__Task objective__
Produce an exact transcription of every entry.
Information shown: Begin
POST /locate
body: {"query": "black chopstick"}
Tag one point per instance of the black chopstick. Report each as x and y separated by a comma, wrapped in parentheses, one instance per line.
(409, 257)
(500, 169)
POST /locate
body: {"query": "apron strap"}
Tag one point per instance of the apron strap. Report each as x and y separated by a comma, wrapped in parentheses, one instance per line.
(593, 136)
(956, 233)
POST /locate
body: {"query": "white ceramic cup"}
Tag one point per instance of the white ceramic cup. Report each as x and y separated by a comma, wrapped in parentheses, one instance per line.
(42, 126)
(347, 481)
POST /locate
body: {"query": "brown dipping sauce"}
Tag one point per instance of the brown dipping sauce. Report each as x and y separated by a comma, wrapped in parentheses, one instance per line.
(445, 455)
Information shown: End
__Output__
POST /locate
body: {"query": "black chopstick"}
Tag one point per instance of the black chopstick. Report each as x and y separated by a comma, wrapped in parentheses, one instance per line.
(409, 257)
(500, 169)
POST /locate
body: {"query": "apron strap"}
Tag one point per instance of the apron strap. Report each as x and y separated by a comma, wrapped in parentheses, one instance per line.
(593, 136)
(956, 233)
POST /locate
body: {"query": "white ceramic cup"}
Tag one point per instance of the white ceramic cup. Report each as x and y separated by a comma, wrapped in parentheses, one instance per line.
(42, 126)
(347, 481)
POST /locate
body: {"query": "brown dipping sauce"}
Tag one point per instance of the brown dipping sauce. Report each as x and y separated by a comma, wrapped in parentheses, one instance per line.
(445, 455)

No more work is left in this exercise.